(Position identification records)
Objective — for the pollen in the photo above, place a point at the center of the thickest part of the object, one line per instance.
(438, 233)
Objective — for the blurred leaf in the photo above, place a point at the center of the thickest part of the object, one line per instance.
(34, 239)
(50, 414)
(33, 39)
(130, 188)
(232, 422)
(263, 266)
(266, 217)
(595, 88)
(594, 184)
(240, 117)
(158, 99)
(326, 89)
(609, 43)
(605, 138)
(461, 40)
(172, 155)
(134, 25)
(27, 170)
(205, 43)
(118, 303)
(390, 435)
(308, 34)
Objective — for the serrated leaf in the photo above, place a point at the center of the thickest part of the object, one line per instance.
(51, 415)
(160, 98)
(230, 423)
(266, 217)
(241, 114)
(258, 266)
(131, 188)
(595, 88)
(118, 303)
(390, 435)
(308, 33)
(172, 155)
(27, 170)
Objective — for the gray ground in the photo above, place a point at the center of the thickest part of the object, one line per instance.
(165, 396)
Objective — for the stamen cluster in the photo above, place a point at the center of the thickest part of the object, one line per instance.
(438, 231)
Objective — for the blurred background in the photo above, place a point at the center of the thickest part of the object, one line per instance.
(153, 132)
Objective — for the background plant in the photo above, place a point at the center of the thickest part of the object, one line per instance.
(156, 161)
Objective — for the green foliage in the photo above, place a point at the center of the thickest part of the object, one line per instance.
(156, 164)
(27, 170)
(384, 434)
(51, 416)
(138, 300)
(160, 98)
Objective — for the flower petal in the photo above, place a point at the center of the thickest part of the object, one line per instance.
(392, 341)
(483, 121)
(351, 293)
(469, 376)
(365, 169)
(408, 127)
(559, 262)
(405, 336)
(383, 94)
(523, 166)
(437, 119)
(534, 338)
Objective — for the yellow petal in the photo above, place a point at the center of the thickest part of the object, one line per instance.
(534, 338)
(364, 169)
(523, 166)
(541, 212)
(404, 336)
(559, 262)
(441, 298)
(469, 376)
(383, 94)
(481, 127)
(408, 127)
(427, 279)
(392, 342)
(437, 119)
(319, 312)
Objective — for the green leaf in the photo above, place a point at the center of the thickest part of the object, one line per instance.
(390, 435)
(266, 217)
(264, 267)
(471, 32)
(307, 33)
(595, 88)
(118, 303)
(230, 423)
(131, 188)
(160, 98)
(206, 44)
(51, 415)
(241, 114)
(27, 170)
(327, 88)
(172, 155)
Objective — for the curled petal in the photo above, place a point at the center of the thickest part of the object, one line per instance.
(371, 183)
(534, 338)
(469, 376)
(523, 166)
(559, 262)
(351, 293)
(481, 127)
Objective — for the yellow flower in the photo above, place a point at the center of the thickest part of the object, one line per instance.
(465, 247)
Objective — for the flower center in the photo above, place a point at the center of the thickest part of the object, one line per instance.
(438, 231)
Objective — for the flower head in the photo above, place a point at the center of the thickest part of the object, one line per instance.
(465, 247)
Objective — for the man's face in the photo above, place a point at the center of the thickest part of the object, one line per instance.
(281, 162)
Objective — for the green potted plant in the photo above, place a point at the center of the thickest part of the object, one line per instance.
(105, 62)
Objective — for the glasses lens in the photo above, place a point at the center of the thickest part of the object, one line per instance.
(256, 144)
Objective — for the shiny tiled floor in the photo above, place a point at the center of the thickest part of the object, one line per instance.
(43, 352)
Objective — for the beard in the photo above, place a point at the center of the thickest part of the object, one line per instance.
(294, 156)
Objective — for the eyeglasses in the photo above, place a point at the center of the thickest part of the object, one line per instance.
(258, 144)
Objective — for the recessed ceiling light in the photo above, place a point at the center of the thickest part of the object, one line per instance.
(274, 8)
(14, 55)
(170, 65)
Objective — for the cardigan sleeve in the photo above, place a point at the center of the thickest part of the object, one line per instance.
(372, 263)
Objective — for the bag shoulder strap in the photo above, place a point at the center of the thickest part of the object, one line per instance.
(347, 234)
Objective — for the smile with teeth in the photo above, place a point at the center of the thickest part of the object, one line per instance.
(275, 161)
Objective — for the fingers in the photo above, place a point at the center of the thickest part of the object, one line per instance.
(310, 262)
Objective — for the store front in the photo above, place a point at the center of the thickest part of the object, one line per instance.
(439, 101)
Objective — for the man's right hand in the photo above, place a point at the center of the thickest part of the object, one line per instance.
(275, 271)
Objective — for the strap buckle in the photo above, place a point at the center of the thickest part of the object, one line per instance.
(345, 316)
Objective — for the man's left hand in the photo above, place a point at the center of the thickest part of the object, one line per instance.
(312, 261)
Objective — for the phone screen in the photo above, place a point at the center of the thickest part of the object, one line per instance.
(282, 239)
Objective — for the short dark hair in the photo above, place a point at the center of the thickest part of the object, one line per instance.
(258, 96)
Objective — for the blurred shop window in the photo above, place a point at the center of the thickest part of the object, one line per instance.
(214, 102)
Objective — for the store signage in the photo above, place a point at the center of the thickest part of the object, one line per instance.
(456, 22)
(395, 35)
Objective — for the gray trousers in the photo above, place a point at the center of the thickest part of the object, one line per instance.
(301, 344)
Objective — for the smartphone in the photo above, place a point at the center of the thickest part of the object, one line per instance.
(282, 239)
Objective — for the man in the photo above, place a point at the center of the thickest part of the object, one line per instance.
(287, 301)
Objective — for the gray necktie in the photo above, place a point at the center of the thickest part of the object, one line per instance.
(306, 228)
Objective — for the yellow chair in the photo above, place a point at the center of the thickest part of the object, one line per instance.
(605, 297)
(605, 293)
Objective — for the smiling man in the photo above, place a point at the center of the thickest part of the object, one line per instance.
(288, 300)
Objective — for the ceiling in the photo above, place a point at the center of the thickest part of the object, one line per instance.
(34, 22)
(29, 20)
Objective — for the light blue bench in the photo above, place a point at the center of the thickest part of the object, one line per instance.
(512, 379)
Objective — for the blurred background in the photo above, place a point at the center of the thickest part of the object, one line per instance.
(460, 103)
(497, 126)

_EXERCISE TASK_
Output each of the items above again word for word, keeping every line unchanged and in its original order.

_OUTPUT BELOW_
Objective — for the pollen in the photo above, place a point at the center of the thickest part of the object, one line per instance.
(438, 233)
Objective — for the blurred leaf in the photo above, place a point at the center of the thickest part of the object, one line per instance.
(34, 239)
(50, 414)
(33, 39)
(130, 188)
(232, 422)
(263, 266)
(266, 217)
(595, 88)
(594, 184)
(240, 117)
(158, 99)
(326, 89)
(609, 43)
(605, 138)
(461, 40)
(172, 155)
(134, 25)
(27, 170)
(205, 43)
(118, 303)
(390, 435)
(308, 34)
Objective — for the serrated leaf in the photo above, place a point at the center of the thickest part of the object, one line per instance.
(51, 415)
(160, 98)
(230, 423)
(266, 217)
(241, 114)
(258, 266)
(131, 188)
(595, 88)
(118, 303)
(390, 435)
(308, 33)
(172, 155)
(27, 170)
Objective — for the gray ground in the photo above, place a point at the center of the thickest part of the object, one line per instance.
(165, 396)
Objective — for the stamen cluster in the photo above, place a point at the center of the thickest part of the object, one line per instance.
(438, 231)
Objective — for the blurred background in the photo above, place a point at the center of the thickest part of the object, one line per instance.
(153, 132)
Objective — for the background plant in the photo above, place a point at the center of the thickest part of the object, one line per instance.
(156, 161)
Objective — for the green foliage in the photo above, place a point at the center of the thickest part of the object, one line per instance.
(156, 164)
(27, 170)
(384, 434)
(51, 416)
(138, 300)
(160, 98)
Objective — for the flower petal in the photo above, place a point at the center of the thickest part of the object, one line per instance.
(392, 341)
(483, 121)
(351, 293)
(469, 376)
(365, 169)
(408, 127)
(559, 262)
(405, 336)
(383, 94)
(523, 166)
(437, 119)
(534, 338)
Objective — for the yellow petal in the photo above, place a point at the center of the thickest part of the object, one line per instance.
(534, 338)
(364, 169)
(523, 166)
(541, 212)
(404, 336)
(559, 262)
(441, 298)
(469, 376)
(383, 94)
(481, 127)
(408, 127)
(427, 279)
(392, 342)
(437, 119)
(319, 312)
Objective — for the green leaf in the photo above, place a point at the center of the thickest part of the object, one line per instance.
(390, 435)
(266, 217)
(264, 267)
(471, 32)
(307, 33)
(595, 88)
(118, 303)
(230, 423)
(131, 188)
(160, 98)
(206, 44)
(51, 415)
(241, 114)
(27, 170)
(327, 88)
(172, 155)
Objective — for the curled petal in the photo above, place a point at the center of the thickest part of the object, one line per instance.
(371, 183)
(534, 338)
(469, 376)
(523, 166)
(559, 262)
(351, 293)
(481, 127)
Objective — for the yellow flower in the photo above, place a point at the center of the thickest part of the object, one line per instance.
(465, 247)
Objective — for the flower center in the photo above, place a point at the center of the thickest part of the object, one line per instance.
(438, 231)
Objective — for the flower head in the photo above, place a point at the center of the thickest part of the object, one line per instance.
(465, 247)
Objective — for the man's face in the photo above, place a point at the center of the thickest part of the object, one line per instance.
(281, 162)
Objective — for the green potted plant in the photo above, place a point at the center of the thickest part of the object, one line per instance.
(105, 62)
Objective — for the glasses lens in the photo above, place a point at the center of the thickest part of the object, one line per instance.
(256, 144)
Objective — for the shiny tiled floor in the photo above, place a point at the center of the thickest part of the object, one line per instance.
(43, 352)
Objective — for the beard in the photo above, place a point at the center of the thickest part of the object, one line per instance.
(294, 156)
Objective — for the eyeglasses in the photo above, place a point at the center of the thickest part of the object, one line per instance.
(258, 144)
Objective — for the recessed ceiling light in the photo above, place a point at the center of the thickest part of the object, one line per instance.
(274, 8)
(14, 55)
(170, 65)
Objective — for the cardigan sleeve in the photo above, place a point at the center of the thickest part of the object, one line per instance.
(372, 263)
Objective — for the bag shoulder strap in the photo above, place a point at the center of the thickest part of the object, one line per instance.
(347, 234)
Objective — for the smile with teeth in the photo above, place a point at the center of the thickest part of the object, one line per instance.
(275, 161)
Objective — for the fingers in the photo above, place a point at the center of the thickest part of the object, one line per instance.
(310, 262)
Objective — for the store front in the photo above, place a point at the center of the thickest part of the object, one line per instance.
(439, 101)
Objective — for the man's right hand in the photo above, place a point at the center of the thickest part of the object, one line per instance.
(275, 271)
Objective — for the strap buckle in the photo above, place a point at the center of the thickest part of the object, one line per instance.
(345, 316)
Objective — for the man's left hand in the photo above, place a point at the center of the thickest part of the object, one line per instance.
(312, 261)
Objective — for the phone screen in the photo above, place a point at the center of the thickest part of the object, one line per instance.
(282, 239)
Objective — for the short dark hair in the photo above, place a point at the center of the thickest part of the object, one line per instance.
(258, 96)
Objective — for the blurred shop window in the photo above, place a point at the center of the thickest part of the object, one line per instance.
(214, 102)
Objective — for the store signage in the photo above, place a point at the center of the thickest part of the object, one line per instance.
(456, 22)
(395, 35)
Objective — for the gray trousers in the photo above, place a point at the center of the thickest part of the object, one line per instance.
(301, 344)
Objective — for the smartphone in the photo above, place a point at the center of the thickest part of the object, one line per instance.
(282, 239)
Objective — for the man in the photo above, place a point at the center of the thickest part of the object, one line per instance.
(287, 301)
Objective — for the gray necktie in the photo above, place a point at the center of the thickest part of the object, one line per instance.
(306, 228)
Objective — for the yellow chair in the photo above, place a point at the center of the thickest part of the object, one line per instance.
(605, 297)
(605, 293)
Objective — for the smiling man in the photo above, place a point at the center of the thickest part of the object, one line per instance.
(288, 300)
Objective — for the ceiling in the photo above, place a point at the center of the thickest part of the object, one line per instance.
(34, 22)
(29, 20)
Objective — for the light blue bench in the photo above, place a point at the center of the thickest part of the object, one line per instance.
(512, 379)
Objective — for the blurred background in the photo above, place a point at the center of the thickest part of the object, one line per instance.
(460, 103)
(497, 126)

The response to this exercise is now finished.